» **The data**
*** Block opens ***

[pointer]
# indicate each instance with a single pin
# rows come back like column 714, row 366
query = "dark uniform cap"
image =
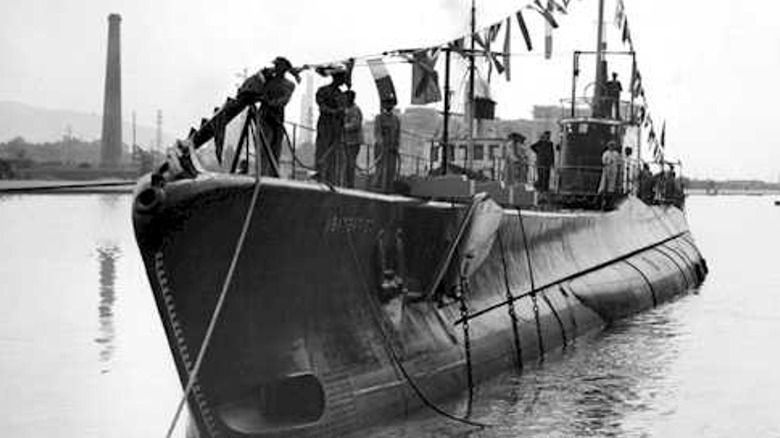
column 284, row 62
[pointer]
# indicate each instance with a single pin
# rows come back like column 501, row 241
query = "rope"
column 676, row 264
column 647, row 281
column 575, row 275
column 464, row 313
column 66, row 186
column 511, row 307
column 540, row 341
column 571, row 313
column 557, row 318
column 221, row 301
column 394, row 356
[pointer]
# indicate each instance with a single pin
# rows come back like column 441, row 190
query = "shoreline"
column 66, row 187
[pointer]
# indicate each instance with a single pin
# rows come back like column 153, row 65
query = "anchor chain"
column 511, row 307
column 464, row 313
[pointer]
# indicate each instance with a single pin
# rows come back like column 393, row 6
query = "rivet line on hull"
column 181, row 342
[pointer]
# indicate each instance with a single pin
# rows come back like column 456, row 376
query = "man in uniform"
column 387, row 133
column 544, row 161
column 330, row 127
column 353, row 138
column 276, row 94
column 613, row 90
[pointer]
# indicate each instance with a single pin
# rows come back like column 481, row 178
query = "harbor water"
column 83, row 354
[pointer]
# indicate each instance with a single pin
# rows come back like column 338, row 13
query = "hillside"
column 40, row 125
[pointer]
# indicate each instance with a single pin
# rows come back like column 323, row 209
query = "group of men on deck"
column 529, row 164
column 339, row 126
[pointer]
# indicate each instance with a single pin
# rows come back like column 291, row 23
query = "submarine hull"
column 315, row 338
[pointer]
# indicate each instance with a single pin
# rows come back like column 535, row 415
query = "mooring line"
column 534, row 300
column 571, row 312
column 647, row 281
column 557, row 318
column 222, row 295
column 511, row 306
column 677, row 264
column 395, row 359
column 571, row 277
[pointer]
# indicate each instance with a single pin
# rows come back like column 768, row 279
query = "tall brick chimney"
column 111, row 140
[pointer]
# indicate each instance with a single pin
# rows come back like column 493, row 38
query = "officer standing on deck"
column 353, row 138
column 387, row 132
column 330, row 127
column 277, row 92
column 544, row 161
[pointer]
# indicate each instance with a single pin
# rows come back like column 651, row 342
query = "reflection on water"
column 702, row 366
column 106, row 256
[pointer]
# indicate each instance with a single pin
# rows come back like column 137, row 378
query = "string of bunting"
column 425, row 83
column 425, row 78
column 658, row 143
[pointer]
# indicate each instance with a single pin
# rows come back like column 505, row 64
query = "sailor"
column 518, row 160
column 387, row 132
column 646, row 184
column 277, row 93
column 330, row 126
column 629, row 171
column 544, row 161
column 613, row 90
column 612, row 161
column 353, row 137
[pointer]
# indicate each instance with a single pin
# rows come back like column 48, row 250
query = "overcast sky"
column 710, row 68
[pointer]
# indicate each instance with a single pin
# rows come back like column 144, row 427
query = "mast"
column 446, row 131
column 470, row 150
column 598, row 93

*** Block closes ***

» **Problem requirements**
Set down every record exactly as written, but drop the pictures.

» **Solved problem**
[pointer]
# indicate each instance with a single pin
# rows come back like column 714, row 366
query = "dark uniform cap"
image =
column 284, row 62
[pointer]
# indicate each instance with a single pin
# rows come back like column 501, row 241
query = "rope"
column 676, row 264
column 647, row 281
column 575, row 275
column 464, row 313
column 66, row 186
column 511, row 307
column 540, row 341
column 571, row 313
column 557, row 318
column 221, row 301
column 394, row 356
[pointer]
# indicate each instance with a single pin
# rows come back like column 441, row 190
query = "shoreline"
column 66, row 187
[pointer]
# indicate each instance with a single pin
# rows come back like column 153, row 65
query = "anchor chain"
column 511, row 307
column 464, row 313
[pointer]
# indicate each instance with a single pin
# rows come back like column 393, row 6
query = "rivet line on hull"
column 181, row 342
[pointer]
# indicate each instance with a single pin
# rows come back like column 456, row 376
query = "man in uniform"
column 387, row 133
column 544, row 161
column 330, row 127
column 353, row 138
column 276, row 94
column 613, row 90
[pointer]
# indicate each instance with a single pin
# rows come back like column 481, row 178
query = "harbor water"
column 83, row 354
[pointer]
# indicate each instance with a single pin
# rows come back like column 338, row 13
query = "hillside"
column 40, row 125
[pointer]
# indicate each instance with a single pin
# rows come back like column 323, row 209
query = "group of men on deck"
column 529, row 164
column 339, row 126
[pointer]
# indicate each instance with a single pin
# rows come back like column 291, row 23
query = "submarine hull"
column 315, row 338
[pointer]
# indicate each instance with a single pin
# rows come back like column 535, row 415
query = "mooring line"
column 534, row 300
column 571, row 312
column 647, row 281
column 557, row 318
column 222, row 295
column 511, row 306
column 677, row 264
column 395, row 359
column 571, row 277
[pointer]
# indicate each instance with a single pin
# rows come back like column 768, row 279
query = "tall brick chimney"
column 111, row 140
[pointer]
# indicate each instance with a single pin
# rows come back like column 493, row 38
query = "officer standing on deck"
column 353, row 138
column 387, row 132
column 330, row 127
column 277, row 92
column 544, row 161
[pointer]
# indicate each instance with a single pin
# rows come back like column 651, row 342
query = "reflection on water"
column 702, row 366
column 106, row 256
[pointer]
# indicate each instance with a single pin
# rows come back like column 137, row 378
query = "string of bunting"
column 425, row 83
column 425, row 78
column 658, row 143
[pointer]
# indicate each instance with a single pin
# rows come back like column 505, row 64
query = "sailor"
column 518, row 160
column 387, row 132
column 646, row 184
column 277, row 93
column 330, row 126
column 629, row 171
column 544, row 161
column 613, row 90
column 612, row 161
column 353, row 137
[pointer]
# indicate each instance with a single pin
# rows come back like column 48, row 250
query = "overcast sky"
column 710, row 68
[pointer]
# indicate each instance with a single pin
# rows come back like column 144, row 427
query = "mast"
column 446, row 131
column 470, row 150
column 598, row 93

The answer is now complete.